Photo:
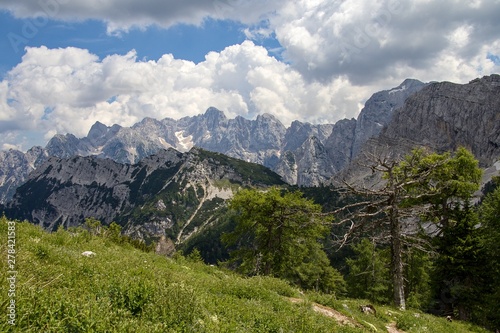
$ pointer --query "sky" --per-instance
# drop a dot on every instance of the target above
(66, 64)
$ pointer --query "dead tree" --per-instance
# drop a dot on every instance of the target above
(390, 201)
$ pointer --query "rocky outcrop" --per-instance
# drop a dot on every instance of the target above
(378, 111)
(292, 151)
(164, 194)
(441, 116)
(446, 115)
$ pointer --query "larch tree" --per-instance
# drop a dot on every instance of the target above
(418, 187)
(278, 234)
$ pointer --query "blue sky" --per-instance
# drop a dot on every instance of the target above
(66, 64)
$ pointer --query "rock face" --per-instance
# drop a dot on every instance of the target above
(442, 116)
(303, 154)
(167, 194)
(447, 115)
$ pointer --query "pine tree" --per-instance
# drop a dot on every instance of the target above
(278, 234)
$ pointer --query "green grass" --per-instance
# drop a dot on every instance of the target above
(123, 289)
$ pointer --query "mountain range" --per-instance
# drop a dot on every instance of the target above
(155, 180)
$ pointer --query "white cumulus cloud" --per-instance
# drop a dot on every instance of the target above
(66, 90)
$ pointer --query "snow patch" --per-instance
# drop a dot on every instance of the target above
(97, 150)
(185, 142)
(164, 143)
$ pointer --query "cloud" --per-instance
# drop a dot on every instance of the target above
(336, 54)
(66, 90)
(122, 15)
(369, 40)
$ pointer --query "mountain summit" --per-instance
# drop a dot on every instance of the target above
(303, 154)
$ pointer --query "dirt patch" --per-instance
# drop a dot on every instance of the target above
(329, 312)
(391, 328)
(341, 318)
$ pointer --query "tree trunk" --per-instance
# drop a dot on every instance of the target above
(396, 257)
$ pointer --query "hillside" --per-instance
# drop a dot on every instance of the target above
(122, 289)
(303, 153)
(170, 193)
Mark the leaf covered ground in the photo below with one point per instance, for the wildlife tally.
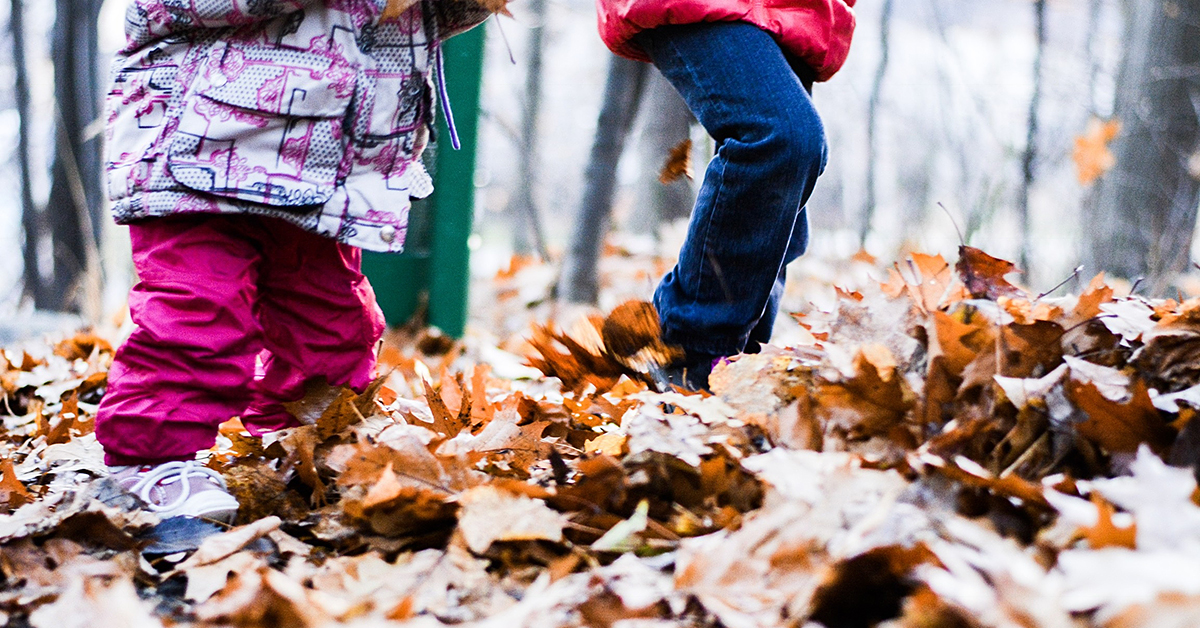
(936, 448)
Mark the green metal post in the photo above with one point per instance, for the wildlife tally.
(455, 180)
(436, 261)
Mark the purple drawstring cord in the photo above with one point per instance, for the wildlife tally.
(444, 96)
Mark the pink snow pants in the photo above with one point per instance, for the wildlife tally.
(216, 295)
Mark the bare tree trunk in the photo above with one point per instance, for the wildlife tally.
(1031, 142)
(580, 281)
(873, 118)
(75, 209)
(31, 220)
(666, 123)
(1145, 219)
(523, 209)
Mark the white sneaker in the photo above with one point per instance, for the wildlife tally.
(179, 489)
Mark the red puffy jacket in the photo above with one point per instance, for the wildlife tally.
(816, 31)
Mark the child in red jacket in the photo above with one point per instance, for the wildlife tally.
(745, 69)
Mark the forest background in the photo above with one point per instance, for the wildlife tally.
(1057, 133)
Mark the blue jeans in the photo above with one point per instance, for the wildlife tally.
(749, 220)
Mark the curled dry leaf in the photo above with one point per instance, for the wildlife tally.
(490, 514)
(678, 163)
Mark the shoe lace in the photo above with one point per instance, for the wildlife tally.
(171, 473)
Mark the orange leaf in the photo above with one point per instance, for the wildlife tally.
(1105, 533)
(395, 9)
(1097, 294)
(1120, 428)
(678, 163)
(1092, 155)
(984, 275)
(60, 432)
(12, 492)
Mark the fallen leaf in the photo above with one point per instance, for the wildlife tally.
(984, 275)
(490, 515)
(1092, 155)
(1120, 428)
(678, 163)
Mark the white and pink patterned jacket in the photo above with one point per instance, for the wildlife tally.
(311, 111)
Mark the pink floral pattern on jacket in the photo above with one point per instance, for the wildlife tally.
(311, 111)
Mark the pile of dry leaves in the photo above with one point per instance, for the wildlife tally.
(942, 450)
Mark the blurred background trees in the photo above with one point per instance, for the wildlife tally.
(995, 109)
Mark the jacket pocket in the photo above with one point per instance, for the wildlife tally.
(264, 125)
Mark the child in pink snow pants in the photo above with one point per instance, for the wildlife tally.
(253, 148)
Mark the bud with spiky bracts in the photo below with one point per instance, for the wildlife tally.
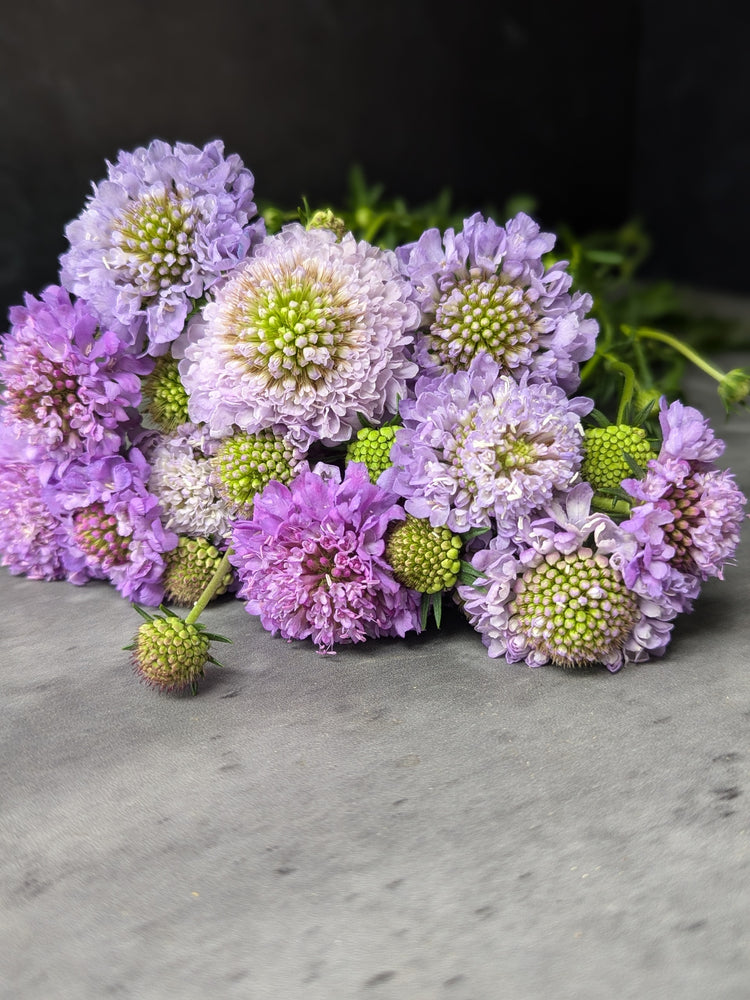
========
Copy word for word every line from the one containing "Mark the red" through the end of the items, both ends included, and omit the pictures.

◆ ANSWER TO THE PROBLEM
Mark the red puffy jacket in the photo above with one point per instance, for the wildlife tally.
(816, 31)
Mark the child in red jacket in the photo above with one point per instance, for the wildlife tally.
(745, 69)
Mark the forest background in the photo above with one point per instance, for the wildlife tally.
(1057, 133)
Mark the blue jeans in the photo above with one point per instance, for the wildlife tally.
(749, 220)
Mark the curled dry leaf in the photo above with one point per instance, for the wildlife tally.
(490, 514)
(678, 163)
Mark the shoe lace in the photo above with one point per instance, for the wildlife tally.
(171, 473)
Mark the orange leaf in the photo above with one point per instance, for the wildlife tally.
(1105, 533)
(395, 9)
(1097, 294)
(1120, 428)
(678, 163)
(1092, 155)
(984, 275)
(60, 432)
(12, 492)
Mark the fallen leaf in the photo above with one point per instance, for the wildlife tally.
(984, 275)
(490, 515)
(1092, 155)
(1120, 428)
(678, 163)
Mark the white and pink patterned jacket in the photo above with one point per instance, for the wildlife tally.
(311, 111)
Mark the pink floral pattern on jacket in the photo above with one point per instance, for the wildlife tally.
(311, 111)
Mark the pile of dry leaves in the photo above with one point per instance, for the wildlife tally.
(942, 450)
Mark the blurred background trees in the photo above with one point per instance, for the wildlife tally.
(995, 109)
Mark the jacket pocket in the photo above with one point per instance, for the wildlife tally.
(264, 125)
Mark the child in pink snow pants in the photo above with one point per instance, for the wildlife tally.
(253, 148)
Mark the bud with spiky bracts in the photo below with one point per instance, for the wildlife tally.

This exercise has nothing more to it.